GIVEN PASSAGE:
About this time last year, I started blogging about Tesco Law and what its implications for the legal profession would be. An anonymous commentator (AC) today raised some good questions on this score that I will try to answer. AC said
AC's points zero in to some of the major concerns about Tesco Law. But let's clear the air. The reason the government is pushing these reforms/deregulation is because of consumer interest. This lies at the heart of the matter. There have been too many complaints against lawyers, which the professions--solicitors and barristers--have not resolved quickly enough. The result is a huge backlog of complaints for which the legal ombudsman chides the professions each year. Each year the Law Society and Bar Council say their mea culpas and promise to do better, but don't.
Because any professional-client relationship is perceived to be asymmetrical, the power balance is considered to be in favour of the lawyer at the expense of the client. Students of the professions will know better. (The classic text, Terence Johnson, Professions and Power, Macmillan, 1972, shows how professional-client relationships really work.) Yet it's not the reality that counts here but rather perceptions. If then professionals are not to be trusted in their dealings with clients, it is only a small step to not trusting them in other areas as well. And legal aid is one crucial area where they've lost the trust of government who are refusing to fund over £2 billion of legal work a year when money on the NHS garners more votes than does legal aid.
For lawyers this means the loss of self-regulation and a move to external regulation. At which point it becomes harder to justify the range of "normal" professional privileges. And so the step is taken to deregulating the organization of the legal profession, moving from partnerships and enforced solo practice to any kind of business structure.
The simple answer to most of AC's questions is "yes". Legal aid will remain for certain areas of criminal law, children, and some immigration work. Elsewhere it will disappear. Supermarkets won't take over most of this work because they will want more standardized types of work, eg. leases, wills, contracts. The types of work one can place into routinized "diagnostic related groups", as the medical field calls them.

DATA SEGMENT:
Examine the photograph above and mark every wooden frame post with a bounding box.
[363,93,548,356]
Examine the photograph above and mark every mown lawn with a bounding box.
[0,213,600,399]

TASK PROMPT: Write out the part of the Tesco Law post between "For lawyers this" and "field calls them.", inclusive. The material has no connection to the Tesco Law post.

REPLY:
For lawyers this means the loss of self-regulation and a move to external regulation. At which point it becomes harder to justify the range of "normal" professional privileges. And so the step is taken to deregulating the organization of the legal profession, moving from partnerships and enforced solo practice to any kind of business structure.
The simple answer to most of AC's questions is "yes". Legal aid will remain for certain areas of criminal law, children, and some immigration work. Elsewhere it will disappear. Supermarkets won't take over most of this work because they will want more standardized types of work, eg. leases, wills, contracts. The types of work one can place into routinized "diagnostic related groups", as the medical field calls them.